• JOB:
Using the entries below, output exactly the line containing "(format x=1169, y=245)" and all lines that follow it to the end.

## Begin EXERCISE INPUT

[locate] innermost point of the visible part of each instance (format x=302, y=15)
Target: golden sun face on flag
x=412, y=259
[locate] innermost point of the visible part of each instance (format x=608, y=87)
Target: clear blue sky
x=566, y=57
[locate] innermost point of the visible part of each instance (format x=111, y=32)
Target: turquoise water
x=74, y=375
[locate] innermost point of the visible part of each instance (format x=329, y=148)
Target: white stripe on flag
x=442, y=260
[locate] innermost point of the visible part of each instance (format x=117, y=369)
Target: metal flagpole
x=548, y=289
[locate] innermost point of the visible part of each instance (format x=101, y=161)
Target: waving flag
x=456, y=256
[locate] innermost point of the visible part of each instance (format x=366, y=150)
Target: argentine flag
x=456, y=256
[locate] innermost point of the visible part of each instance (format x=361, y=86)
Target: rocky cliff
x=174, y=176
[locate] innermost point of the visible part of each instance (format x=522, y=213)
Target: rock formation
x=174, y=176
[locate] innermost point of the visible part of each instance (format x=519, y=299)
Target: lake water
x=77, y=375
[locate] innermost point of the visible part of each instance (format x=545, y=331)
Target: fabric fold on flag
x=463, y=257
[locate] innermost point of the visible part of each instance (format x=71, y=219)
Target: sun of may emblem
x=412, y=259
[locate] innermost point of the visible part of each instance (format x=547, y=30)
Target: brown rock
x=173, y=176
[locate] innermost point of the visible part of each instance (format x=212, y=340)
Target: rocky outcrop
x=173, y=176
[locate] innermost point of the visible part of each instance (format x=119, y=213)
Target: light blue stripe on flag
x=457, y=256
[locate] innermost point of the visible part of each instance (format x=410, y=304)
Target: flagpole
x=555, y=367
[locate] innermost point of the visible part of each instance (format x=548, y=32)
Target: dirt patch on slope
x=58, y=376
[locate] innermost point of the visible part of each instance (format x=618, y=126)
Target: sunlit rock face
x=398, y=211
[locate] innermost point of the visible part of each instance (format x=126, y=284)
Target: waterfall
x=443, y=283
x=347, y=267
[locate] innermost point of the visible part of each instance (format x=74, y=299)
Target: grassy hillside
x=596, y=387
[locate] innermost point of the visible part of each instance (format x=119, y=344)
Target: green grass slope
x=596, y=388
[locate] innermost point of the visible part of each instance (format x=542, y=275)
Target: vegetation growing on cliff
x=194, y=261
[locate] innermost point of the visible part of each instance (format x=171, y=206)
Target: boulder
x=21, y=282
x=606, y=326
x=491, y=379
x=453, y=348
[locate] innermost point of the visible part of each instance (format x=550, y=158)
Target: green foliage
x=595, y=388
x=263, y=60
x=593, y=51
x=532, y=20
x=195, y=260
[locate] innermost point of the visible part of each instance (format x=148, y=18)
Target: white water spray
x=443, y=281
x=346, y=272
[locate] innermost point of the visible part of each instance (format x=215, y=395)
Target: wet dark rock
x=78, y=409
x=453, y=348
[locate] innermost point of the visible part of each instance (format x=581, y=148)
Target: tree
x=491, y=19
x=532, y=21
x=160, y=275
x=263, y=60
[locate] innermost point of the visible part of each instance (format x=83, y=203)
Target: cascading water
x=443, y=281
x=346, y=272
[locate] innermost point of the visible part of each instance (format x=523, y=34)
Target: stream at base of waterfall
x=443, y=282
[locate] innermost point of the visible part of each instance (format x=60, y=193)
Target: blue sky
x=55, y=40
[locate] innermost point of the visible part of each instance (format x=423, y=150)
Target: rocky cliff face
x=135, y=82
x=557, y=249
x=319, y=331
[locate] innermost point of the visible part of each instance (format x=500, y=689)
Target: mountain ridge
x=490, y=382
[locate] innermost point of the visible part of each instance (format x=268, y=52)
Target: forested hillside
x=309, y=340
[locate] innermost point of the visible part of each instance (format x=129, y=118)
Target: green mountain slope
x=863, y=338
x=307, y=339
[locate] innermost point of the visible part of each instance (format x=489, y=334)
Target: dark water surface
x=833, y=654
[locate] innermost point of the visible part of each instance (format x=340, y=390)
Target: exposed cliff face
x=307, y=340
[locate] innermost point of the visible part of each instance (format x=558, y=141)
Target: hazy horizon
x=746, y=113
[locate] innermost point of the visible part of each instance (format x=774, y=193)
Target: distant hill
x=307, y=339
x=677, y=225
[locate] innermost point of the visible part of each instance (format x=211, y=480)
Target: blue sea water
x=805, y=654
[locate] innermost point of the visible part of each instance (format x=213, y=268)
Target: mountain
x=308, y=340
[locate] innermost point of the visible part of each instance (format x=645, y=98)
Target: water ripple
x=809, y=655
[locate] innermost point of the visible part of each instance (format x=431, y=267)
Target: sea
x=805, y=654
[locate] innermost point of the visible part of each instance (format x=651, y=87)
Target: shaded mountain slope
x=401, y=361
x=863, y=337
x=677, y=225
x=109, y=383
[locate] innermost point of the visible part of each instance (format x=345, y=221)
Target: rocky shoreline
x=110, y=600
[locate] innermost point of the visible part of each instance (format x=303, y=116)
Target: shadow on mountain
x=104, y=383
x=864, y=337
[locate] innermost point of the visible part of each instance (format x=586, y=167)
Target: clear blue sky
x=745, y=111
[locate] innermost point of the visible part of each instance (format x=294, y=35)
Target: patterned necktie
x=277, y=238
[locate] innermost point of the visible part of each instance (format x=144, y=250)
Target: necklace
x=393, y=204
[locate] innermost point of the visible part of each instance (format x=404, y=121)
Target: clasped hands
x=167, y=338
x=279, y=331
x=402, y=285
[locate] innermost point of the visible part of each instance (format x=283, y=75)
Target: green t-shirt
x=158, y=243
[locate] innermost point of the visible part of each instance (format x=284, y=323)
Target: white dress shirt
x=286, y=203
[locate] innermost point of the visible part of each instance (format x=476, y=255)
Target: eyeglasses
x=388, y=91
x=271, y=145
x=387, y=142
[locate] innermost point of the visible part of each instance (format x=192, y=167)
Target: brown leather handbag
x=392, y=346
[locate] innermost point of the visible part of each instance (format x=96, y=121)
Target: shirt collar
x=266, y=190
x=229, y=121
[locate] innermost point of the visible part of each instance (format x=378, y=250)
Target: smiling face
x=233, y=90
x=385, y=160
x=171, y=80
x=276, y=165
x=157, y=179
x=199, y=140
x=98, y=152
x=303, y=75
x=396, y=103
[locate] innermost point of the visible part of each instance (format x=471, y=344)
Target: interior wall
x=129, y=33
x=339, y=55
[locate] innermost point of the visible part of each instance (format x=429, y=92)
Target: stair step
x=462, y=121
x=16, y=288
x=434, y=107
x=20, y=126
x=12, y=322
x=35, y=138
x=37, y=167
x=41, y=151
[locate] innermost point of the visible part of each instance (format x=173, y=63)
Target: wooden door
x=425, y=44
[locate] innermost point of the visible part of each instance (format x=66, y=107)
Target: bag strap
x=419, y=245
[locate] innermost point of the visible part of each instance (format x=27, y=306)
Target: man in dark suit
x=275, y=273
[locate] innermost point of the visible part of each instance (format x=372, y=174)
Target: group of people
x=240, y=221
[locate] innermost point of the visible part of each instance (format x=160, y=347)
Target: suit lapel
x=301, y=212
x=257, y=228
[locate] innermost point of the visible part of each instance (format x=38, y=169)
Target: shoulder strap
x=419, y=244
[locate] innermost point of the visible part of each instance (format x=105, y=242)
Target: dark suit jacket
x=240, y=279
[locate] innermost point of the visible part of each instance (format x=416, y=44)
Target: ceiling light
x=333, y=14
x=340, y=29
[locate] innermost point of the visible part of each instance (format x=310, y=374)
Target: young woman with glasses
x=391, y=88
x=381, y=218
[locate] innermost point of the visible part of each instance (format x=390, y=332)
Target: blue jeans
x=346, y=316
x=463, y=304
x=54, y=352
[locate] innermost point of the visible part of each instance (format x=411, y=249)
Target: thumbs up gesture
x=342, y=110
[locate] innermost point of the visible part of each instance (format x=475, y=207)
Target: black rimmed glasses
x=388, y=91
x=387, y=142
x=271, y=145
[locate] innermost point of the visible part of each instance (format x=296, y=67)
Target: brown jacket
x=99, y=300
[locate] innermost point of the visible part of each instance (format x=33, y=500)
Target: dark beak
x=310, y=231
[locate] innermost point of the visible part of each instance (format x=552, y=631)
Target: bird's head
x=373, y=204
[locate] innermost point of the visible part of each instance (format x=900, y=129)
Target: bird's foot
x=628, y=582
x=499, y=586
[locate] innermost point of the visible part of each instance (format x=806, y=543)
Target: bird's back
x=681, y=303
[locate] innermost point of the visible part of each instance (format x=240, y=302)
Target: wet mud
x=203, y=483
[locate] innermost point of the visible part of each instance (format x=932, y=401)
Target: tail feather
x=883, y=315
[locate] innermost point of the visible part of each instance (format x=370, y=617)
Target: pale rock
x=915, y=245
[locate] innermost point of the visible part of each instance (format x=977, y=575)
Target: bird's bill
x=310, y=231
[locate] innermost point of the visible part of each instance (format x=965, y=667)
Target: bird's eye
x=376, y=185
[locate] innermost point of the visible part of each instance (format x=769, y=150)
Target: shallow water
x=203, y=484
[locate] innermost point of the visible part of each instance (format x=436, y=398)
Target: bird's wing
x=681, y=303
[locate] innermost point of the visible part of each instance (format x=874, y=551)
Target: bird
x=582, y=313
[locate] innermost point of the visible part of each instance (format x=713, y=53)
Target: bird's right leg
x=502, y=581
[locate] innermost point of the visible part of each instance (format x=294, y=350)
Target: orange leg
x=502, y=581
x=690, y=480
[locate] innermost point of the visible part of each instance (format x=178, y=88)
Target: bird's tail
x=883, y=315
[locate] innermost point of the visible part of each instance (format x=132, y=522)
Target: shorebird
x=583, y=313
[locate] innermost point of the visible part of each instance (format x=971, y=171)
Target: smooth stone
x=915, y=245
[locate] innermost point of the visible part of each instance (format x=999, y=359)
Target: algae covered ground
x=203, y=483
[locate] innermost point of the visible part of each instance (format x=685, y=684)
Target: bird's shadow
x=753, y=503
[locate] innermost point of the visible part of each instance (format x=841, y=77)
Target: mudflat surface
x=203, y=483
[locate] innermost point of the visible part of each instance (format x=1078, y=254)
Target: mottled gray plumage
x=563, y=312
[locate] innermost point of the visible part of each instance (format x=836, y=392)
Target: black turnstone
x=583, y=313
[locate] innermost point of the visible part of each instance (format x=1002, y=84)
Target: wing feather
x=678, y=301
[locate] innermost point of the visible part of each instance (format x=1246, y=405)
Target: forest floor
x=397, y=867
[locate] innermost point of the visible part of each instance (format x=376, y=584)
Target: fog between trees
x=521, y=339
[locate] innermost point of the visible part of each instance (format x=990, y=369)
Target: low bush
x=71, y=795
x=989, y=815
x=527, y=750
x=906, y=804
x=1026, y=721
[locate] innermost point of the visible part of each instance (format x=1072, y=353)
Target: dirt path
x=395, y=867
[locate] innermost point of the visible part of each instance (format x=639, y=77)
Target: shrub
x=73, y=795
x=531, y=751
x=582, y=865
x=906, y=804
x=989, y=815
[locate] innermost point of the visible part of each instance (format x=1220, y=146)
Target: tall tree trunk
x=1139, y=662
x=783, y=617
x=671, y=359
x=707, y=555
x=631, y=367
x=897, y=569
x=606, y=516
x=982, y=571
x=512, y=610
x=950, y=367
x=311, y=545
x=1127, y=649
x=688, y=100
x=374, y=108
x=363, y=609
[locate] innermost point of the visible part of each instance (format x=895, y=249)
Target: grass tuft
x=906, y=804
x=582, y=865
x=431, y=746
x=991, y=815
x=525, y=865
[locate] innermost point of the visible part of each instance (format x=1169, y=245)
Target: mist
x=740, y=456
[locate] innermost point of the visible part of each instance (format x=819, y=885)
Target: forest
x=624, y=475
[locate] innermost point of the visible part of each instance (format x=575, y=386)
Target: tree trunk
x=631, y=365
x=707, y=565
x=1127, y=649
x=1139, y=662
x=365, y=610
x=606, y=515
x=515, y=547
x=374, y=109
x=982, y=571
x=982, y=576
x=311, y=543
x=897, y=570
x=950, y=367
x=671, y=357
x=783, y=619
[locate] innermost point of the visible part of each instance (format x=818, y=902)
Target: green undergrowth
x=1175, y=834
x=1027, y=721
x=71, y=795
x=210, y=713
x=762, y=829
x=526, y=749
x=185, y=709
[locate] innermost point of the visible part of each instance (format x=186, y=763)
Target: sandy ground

## End EXERCISE INPUT

• RESPONSE:
[locate] innermost point of the visible part of each instance (format x=1169, y=245)
Target: mist
x=740, y=456
[locate] innermost point of the visible part of each instance (format x=819, y=885)
Target: forest
x=624, y=475
[locate] innermost point of the visible part of each instance (format x=575, y=386)
Target: tree trunk
x=631, y=365
x=707, y=565
x=1127, y=649
x=1139, y=662
x=365, y=610
x=606, y=515
x=515, y=547
x=374, y=109
x=982, y=571
x=982, y=576
x=311, y=543
x=897, y=570
x=950, y=367
x=671, y=357
x=783, y=619
[locate] innermost point of the visible part of each instance (format x=818, y=902)
Target: green undergrowth
x=1175, y=834
x=1027, y=721
x=71, y=795
x=210, y=713
x=762, y=829
x=526, y=749
x=185, y=709
[locate] innermost point of the visible part of each instance (format x=186, y=763)
Target: sandy ground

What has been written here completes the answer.